====== Input records ======

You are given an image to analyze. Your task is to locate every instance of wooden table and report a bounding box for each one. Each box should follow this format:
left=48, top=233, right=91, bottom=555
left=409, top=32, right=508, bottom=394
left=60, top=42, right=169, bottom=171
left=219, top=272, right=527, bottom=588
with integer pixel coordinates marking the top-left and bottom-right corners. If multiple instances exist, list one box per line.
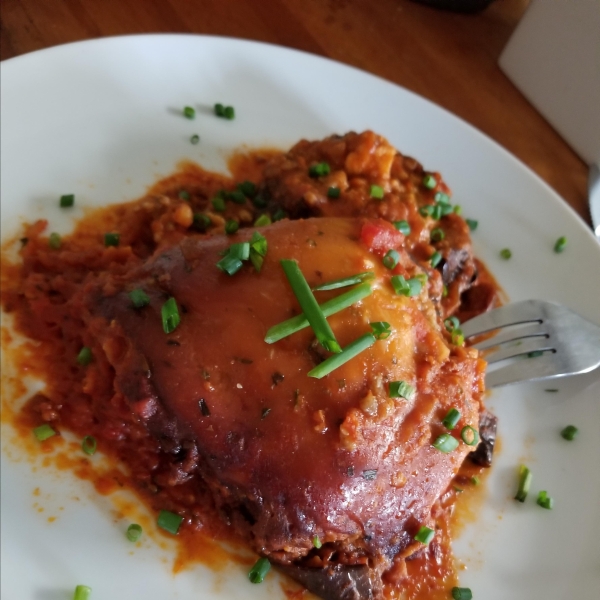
left=0, top=0, right=590, bottom=223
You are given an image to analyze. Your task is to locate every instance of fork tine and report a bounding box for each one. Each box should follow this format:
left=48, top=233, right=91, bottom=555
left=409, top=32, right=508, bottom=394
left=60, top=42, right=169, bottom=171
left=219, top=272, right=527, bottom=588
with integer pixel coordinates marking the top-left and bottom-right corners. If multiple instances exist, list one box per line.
left=484, top=336, right=555, bottom=365
left=485, top=353, right=569, bottom=388
left=460, top=300, right=542, bottom=338
left=471, top=322, right=548, bottom=350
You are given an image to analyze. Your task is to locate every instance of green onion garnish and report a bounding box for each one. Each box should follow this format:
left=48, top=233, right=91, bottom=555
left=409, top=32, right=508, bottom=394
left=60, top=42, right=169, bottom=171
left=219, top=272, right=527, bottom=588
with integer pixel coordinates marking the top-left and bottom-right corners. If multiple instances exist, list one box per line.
left=536, top=491, right=554, bottom=510
left=392, top=221, right=410, bottom=235
left=254, top=215, right=271, bottom=227
left=248, top=557, right=271, bottom=583
left=73, top=585, right=92, bottom=600
left=444, top=317, right=460, bottom=331
left=265, top=283, right=373, bottom=344
left=129, top=288, right=150, bottom=308
left=452, top=587, right=473, bottom=600
left=156, top=510, right=183, bottom=535
left=460, top=425, right=479, bottom=446
left=432, top=433, right=458, bottom=454
left=308, top=333, right=376, bottom=379
left=81, top=435, right=98, bottom=456
left=33, top=423, right=56, bottom=442
left=160, top=296, right=181, bottom=333
left=423, top=173, right=437, bottom=190
left=77, top=346, right=92, bottom=367
left=442, top=408, right=460, bottom=429
left=388, top=381, right=415, bottom=400
left=369, top=185, right=385, bottom=200
left=560, top=425, right=579, bottom=442
left=48, top=233, right=62, bottom=250
left=211, top=196, right=225, bottom=212
left=308, top=162, right=331, bottom=177
left=225, top=219, right=240, bottom=235
left=415, top=525, right=435, bottom=546
left=429, top=252, right=442, bottom=269
left=515, top=465, right=533, bottom=502
left=104, top=232, right=121, bottom=248
left=431, top=227, right=446, bottom=242
left=250, top=231, right=267, bottom=272
left=125, top=523, right=142, bottom=542
left=312, top=271, right=375, bottom=292
left=280, top=259, right=342, bottom=354
left=390, top=275, right=423, bottom=297
left=552, top=234, right=567, bottom=254
left=369, top=321, right=392, bottom=340
left=382, top=250, right=400, bottom=269
left=60, top=194, right=75, bottom=208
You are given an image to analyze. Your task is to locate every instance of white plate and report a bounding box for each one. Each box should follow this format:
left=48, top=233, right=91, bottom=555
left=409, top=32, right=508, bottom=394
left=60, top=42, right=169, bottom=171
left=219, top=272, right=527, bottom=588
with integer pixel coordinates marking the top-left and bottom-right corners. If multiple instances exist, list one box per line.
left=1, top=36, right=600, bottom=600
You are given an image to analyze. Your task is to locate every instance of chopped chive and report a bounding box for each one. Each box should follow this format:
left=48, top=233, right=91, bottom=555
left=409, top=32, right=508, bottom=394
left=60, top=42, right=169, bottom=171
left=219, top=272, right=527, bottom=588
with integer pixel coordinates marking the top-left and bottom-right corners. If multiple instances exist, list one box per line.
left=160, top=296, right=181, bottom=333
left=60, top=194, right=75, bottom=208
left=369, top=185, right=385, bottom=200
left=33, top=423, right=56, bottom=442
left=265, top=283, right=373, bottom=344
left=452, top=587, right=473, bottom=600
left=515, top=465, right=533, bottom=502
left=104, top=232, right=121, bottom=248
left=308, top=333, right=375, bottom=379
left=382, top=250, right=400, bottom=269
left=193, top=213, right=212, bottom=232
left=280, top=259, right=342, bottom=354
left=414, top=525, right=435, bottom=546
left=81, top=435, right=98, bottom=456
left=429, top=252, right=442, bottom=269
left=432, top=433, right=458, bottom=454
left=460, top=425, right=479, bottom=446
left=431, top=227, right=446, bottom=242
left=254, top=215, right=271, bottom=227
left=156, top=510, right=183, bottom=535
left=560, top=425, right=579, bottom=442
left=248, top=557, right=271, bottom=583
left=423, top=173, right=437, bottom=190
left=125, top=523, right=142, bottom=542
left=225, top=219, right=240, bottom=235
left=552, top=234, right=567, bottom=254
left=308, top=162, right=331, bottom=177
left=536, top=490, right=554, bottom=510
left=392, top=221, right=410, bottom=235
left=442, top=408, right=460, bottom=429
left=77, top=346, right=92, bottom=367
left=312, top=271, right=375, bottom=292
left=211, top=196, right=225, bottom=212
left=388, top=381, right=415, bottom=400
left=73, top=585, right=92, bottom=600
left=48, top=233, right=62, bottom=250
left=369, top=321, right=392, bottom=340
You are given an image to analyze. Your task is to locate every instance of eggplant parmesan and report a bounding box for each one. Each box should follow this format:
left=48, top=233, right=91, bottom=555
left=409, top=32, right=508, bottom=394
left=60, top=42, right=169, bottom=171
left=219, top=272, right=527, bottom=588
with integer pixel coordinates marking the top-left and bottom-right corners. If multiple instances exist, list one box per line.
left=2, top=132, right=498, bottom=600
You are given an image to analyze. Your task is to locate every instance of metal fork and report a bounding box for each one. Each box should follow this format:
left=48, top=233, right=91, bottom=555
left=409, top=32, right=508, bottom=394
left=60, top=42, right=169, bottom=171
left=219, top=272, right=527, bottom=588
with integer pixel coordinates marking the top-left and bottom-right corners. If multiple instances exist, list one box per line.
left=460, top=300, right=600, bottom=388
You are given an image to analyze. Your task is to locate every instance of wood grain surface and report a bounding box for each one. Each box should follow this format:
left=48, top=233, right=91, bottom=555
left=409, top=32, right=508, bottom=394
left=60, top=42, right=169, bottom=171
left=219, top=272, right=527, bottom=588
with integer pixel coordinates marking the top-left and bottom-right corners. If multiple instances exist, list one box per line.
left=0, top=0, right=590, bottom=223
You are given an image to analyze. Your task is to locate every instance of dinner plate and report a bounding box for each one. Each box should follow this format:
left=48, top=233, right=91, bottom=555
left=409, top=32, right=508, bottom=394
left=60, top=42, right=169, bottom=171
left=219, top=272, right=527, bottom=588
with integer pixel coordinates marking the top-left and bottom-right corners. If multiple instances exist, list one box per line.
left=1, top=35, right=600, bottom=600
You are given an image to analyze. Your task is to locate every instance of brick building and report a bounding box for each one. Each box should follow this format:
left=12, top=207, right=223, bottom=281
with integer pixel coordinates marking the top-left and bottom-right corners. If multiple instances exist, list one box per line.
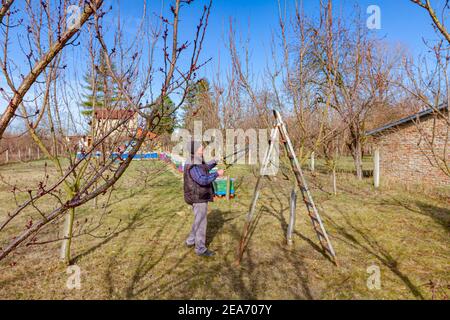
left=367, top=106, right=450, bottom=186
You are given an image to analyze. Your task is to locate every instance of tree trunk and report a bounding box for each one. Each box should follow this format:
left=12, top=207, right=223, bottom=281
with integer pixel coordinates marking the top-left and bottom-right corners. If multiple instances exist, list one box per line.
left=60, top=208, right=75, bottom=265
left=351, top=138, right=363, bottom=180
left=332, top=166, right=337, bottom=196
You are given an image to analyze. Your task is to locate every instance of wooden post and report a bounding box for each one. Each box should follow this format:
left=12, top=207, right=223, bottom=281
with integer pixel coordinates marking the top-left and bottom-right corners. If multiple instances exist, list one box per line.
left=286, top=187, right=297, bottom=246
left=373, top=147, right=380, bottom=189
left=227, top=176, right=231, bottom=201
left=310, top=152, right=316, bottom=172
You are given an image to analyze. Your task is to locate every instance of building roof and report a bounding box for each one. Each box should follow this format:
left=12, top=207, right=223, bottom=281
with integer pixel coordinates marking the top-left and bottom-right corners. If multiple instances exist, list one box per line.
left=366, top=104, right=448, bottom=136
left=94, top=109, right=136, bottom=120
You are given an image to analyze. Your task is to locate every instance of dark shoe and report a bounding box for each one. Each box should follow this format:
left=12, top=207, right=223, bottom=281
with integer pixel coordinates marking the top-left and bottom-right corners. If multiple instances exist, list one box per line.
left=197, top=250, right=216, bottom=258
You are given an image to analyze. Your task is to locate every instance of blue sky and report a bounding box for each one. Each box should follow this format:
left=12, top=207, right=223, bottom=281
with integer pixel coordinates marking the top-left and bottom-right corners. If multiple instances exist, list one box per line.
left=0, top=0, right=445, bottom=131
left=116, top=0, right=443, bottom=82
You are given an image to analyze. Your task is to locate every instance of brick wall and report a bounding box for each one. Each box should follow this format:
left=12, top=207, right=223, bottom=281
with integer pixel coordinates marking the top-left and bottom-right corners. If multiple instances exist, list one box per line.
left=375, top=116, right=450, bottom=186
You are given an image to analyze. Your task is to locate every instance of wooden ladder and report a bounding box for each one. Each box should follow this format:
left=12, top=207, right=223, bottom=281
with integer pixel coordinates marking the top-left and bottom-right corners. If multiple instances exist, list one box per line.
left=236, top=110, right=338, bottom=265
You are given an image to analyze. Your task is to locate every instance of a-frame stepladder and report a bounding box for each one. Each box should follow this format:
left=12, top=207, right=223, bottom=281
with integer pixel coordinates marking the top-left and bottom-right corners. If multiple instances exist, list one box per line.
left=236, top=110, right=337, bottom=265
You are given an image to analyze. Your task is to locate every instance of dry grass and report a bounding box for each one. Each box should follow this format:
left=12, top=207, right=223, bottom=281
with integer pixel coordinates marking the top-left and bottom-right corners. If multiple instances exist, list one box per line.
left=0, top=162, right=450, bottom=299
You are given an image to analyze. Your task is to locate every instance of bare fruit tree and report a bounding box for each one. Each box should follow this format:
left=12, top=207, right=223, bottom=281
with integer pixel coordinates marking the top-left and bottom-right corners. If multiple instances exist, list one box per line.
left=0, top=0, right=212, bottom=263
left=402, top=0, right=450, bottom=176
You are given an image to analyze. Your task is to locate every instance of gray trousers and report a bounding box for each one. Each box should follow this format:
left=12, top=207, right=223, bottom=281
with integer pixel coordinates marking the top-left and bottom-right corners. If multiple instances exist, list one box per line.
left=186, top=203, right=208, bottom=254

======

Scale up the material from the line with "of brick wall" to the line with "left=375, top=116, right=450, bottom=186", both included, and reproduce every line, requests and all. Multiply each bounding-box coordinate in the answers by 2.35 and round to whole numbers with halves going up, but keep the numbers in the requests and their sample format unchanged.

**Exercise answer**
You are given an image to analyze. Your task is to locate every instance of brick wall and report a bounding box for each one. Each box should follow this format:
left=12, top=207, right=223, bottom=281
with integer pixel coordinates marking the top-left and bottom-right corners. If multiple instances exist, list one box per line.
left=881, top=273, right=1058, bottom=437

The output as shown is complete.